Exact reproduction of the data is required, with images excluded.

* PROVIDED INFORMATION
•••••

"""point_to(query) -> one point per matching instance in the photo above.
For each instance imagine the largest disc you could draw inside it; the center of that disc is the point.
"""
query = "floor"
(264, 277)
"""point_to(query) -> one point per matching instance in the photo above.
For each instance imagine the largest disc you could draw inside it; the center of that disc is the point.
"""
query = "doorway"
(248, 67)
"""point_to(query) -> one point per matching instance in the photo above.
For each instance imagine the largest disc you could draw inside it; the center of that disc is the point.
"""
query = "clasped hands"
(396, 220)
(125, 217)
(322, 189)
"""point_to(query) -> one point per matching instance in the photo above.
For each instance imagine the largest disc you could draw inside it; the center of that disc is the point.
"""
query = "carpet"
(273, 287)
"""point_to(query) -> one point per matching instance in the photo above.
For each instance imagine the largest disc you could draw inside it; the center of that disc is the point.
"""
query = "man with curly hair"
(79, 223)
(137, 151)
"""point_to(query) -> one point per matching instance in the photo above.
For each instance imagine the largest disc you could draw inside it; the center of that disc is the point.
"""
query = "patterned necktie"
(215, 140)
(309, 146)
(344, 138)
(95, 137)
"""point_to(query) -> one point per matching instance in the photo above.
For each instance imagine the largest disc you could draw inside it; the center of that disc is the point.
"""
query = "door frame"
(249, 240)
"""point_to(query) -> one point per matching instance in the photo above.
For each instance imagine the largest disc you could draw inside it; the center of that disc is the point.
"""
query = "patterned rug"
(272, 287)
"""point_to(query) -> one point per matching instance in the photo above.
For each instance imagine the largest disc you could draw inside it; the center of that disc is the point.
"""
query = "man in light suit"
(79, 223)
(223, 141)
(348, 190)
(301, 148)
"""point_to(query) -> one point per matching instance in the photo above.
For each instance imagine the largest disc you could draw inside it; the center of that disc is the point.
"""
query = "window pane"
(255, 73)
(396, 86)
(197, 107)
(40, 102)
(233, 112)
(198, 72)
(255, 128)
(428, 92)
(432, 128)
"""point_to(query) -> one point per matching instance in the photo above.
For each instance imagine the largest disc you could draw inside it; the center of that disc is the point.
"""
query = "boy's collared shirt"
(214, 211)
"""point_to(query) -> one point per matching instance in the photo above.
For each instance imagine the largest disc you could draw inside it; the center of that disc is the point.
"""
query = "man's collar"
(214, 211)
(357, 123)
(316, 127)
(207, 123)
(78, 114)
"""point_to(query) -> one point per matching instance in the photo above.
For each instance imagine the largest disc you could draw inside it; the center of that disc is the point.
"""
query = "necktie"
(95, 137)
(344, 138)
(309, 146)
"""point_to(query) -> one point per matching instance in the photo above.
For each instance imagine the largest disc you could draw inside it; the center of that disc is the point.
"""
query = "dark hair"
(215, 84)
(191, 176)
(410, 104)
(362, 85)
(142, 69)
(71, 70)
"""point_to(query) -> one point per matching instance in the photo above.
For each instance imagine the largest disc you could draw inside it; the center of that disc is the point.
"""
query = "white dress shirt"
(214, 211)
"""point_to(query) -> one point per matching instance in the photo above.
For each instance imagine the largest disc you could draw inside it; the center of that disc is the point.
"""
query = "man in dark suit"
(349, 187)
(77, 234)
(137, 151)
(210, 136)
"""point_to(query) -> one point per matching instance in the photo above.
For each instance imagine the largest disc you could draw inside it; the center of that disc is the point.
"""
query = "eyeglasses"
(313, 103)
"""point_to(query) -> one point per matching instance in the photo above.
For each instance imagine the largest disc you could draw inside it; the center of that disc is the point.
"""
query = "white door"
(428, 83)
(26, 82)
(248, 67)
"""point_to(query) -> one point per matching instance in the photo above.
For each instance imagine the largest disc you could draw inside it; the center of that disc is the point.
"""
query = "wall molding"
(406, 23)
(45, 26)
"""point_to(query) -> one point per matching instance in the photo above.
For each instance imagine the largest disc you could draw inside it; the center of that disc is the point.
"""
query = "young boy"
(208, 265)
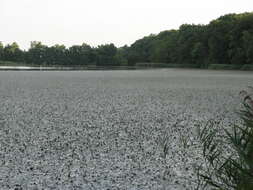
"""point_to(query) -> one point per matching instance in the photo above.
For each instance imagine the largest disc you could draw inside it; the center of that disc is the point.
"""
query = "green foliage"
(227, 40)
(228, 154)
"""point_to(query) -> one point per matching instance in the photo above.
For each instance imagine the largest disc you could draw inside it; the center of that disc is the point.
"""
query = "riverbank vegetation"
(224, 43)
(228, 152)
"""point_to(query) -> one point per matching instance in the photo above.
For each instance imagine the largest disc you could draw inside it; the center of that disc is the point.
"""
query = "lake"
(106, 129)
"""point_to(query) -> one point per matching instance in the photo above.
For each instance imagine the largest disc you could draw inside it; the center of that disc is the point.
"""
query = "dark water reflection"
(67, 68)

•••••

* WRITTEN ANSWER
"""point_to(query) -> one point per matching instance in the photo above.
For each instance imagine the largest disc you could draw inside it; the center of that disc is the point.
"""
query = "floor"
(264, 277)
"""point_to(query) -> one point per matching instance in the photo above.
For each instance imagine the largest disc you could draw inside it; the center of that disc is the point.
"""
query = "doorway"
(248, 67)
"""point_to(query) -> one point per matching instance in the photo above.
For each instance imagine the largest disc you could draw inside it; the center of that disc is the point.
"""
query = "clasped hands"
(396, 220)
(125, 217)
(322, 189)
"""point_to(query) -> one point per matching instance in the photo above.
For each instance imagine the largest disc you could draw inside it; the center of that disc is the point.
"""
query = "carpet"
(273, 287)
"""point_to(query) -> one point per matching instance in the photo above.
For each instance imagine the largest disc you could draw inside it; the center of that disc is the point.
"""
query = "man with curly hair"
(79, 223)
(137, 151)
"""point_to(query) -> one point per matching instance in the photo above.
For each instance imagine the largest disc you could draw inside it; the center of that disc is the point.
"""
query = "patterned necktie"
(215, 140)
(309, 146)
(344, 138)
(95, 137)
"""point_to(query) -> one point per matching instance in the photo above.
For each instance imagine the largest disc you could draw inside it; the center of that disc is the point.
"""
query = "door frame"
(249, 240)
"""point_to(query) -> one point per matching instance in the photo above.
For each instance imagine the largest disc you could draw inside it; the center of that disc is the point.
"""
query = "patterned rug"
(272, 287)
"""point_to(query) -> one point per matching instance in the photo above.
For each instance imagine the largest disc you could draw inside it; the center of that disc is the point.
"""
query = "man in light suit"
(79, 223)
(223, 141)
(348, 190)
(301, 148)
"""point_to(query) -> one point per matching instance in the photo above.
For each instance imagine the largest disc you could draw inside it; the center of that disc is the point.
"""
query = "window pane"
(255, 73)
(396, 86)
(197, 107)
(40, 102)
(233, 112)
(198, 72)
(255, 128)
(428, 92)
(432, 128)
"""point_to(query) -> one point per matching instance in the photo above.
For each instance imagine the largest disc you could draw inside it; the center of that disc is the point.
"""
query = "boy's collared shirt"
(214, 211)
"""point_to(query) -> one point per matching instance in the photo above.
For each instance imagine the largest disc you could draw inside it; the center of that disc is the point.
"""
query = "man's collar"
(214, 211)
(357, 123)
(316, 127)
(207, 123)
(78, 114)
"""point_to(query) -> one point per matching instance in the photo above.
For each instance imagine the largest disc you could draw inside it; the center of that disc is the point.
"""
query = "necktie"
(95, 137)
(344, 138)
(309, 146)
"""point_to(query) -> one point per matching instance in the photo above.
For each instance imagine the largest disc you could draw inside it; the center of that disc is the point.
"""
query = "dark hair"
(215, 84)
(191, 176)
(410, 104)
(362, 85)
(142, 69)
(71, 70)
"""point_to(query) -> one point per matching instance in the photo above.
For each instance imagine the largest disc you could draw inside it; the center of that disc is the point.
"""
query = "white dress shirt"
(214, 211)
"""point_to(query) -> one point per matching instance in the photo above.
For each instance imagine the largest disc you could draw inside it; the center of that disc is the point.
"""
query = "man in dark suit"
(349, 187)
(77, 234)
(137, 151)
(210, 136)
"""point_to(query) -> one point per matching instance in the photo above.
For each instance imagine the largest disc you could draw inside it; the center of that disc is the point.
"""
query = "eyeglasses"
(313, 103)
"""point_to(query) -> one point per matching instance in the photo above.
For each instance imagine the largest disc you could draw inside it; the center of that disc is the point.
"""
query = "white door"
(428, 83)
(26, 82)
(248, 67)
"""point_to(query) -> one point per matching instance in the photo above.
For each instance imagine the largest disc you could draw inside it; the center of that disc is the point.
"""
query = "wall molding"
(406, 23)
(45, 26)
"""point_to(query) -> one point per matching instance in the photo above.
For each instance imagine the largest disc you could draw inside it; the center of that disc is the point.
"""
query = "young boy"
(208, 265)
"""point_to(query) -> one point per matching instance in the photo above.
For each instance imagine the largest disc you could draw inside it; the center of that disc is the point.
"""
query = "green foliage"
(227, 40)
(228, 154)
"""point_to(query) -> one point per matching instance in the photo above.
For each instance imagine the largest disc you could draw inside it; the center of that disc is the point.
"""
query = "riverbank vegetation"
(224, 43)
(228, 152)
"""point_to(query) -> one point per matching instance in the photo above.
For each instance imagine the largest disc you could draw inside it; the center of that disc is the point.
"""
query = "lake"
(106, 129)
"""point_to(query) -> one point per matching instance in the photo above.
For each instance imagine the largest disc you could draw inside it; the center of that disc is the point.
"""
query = "dark water reflection"
(67, 68)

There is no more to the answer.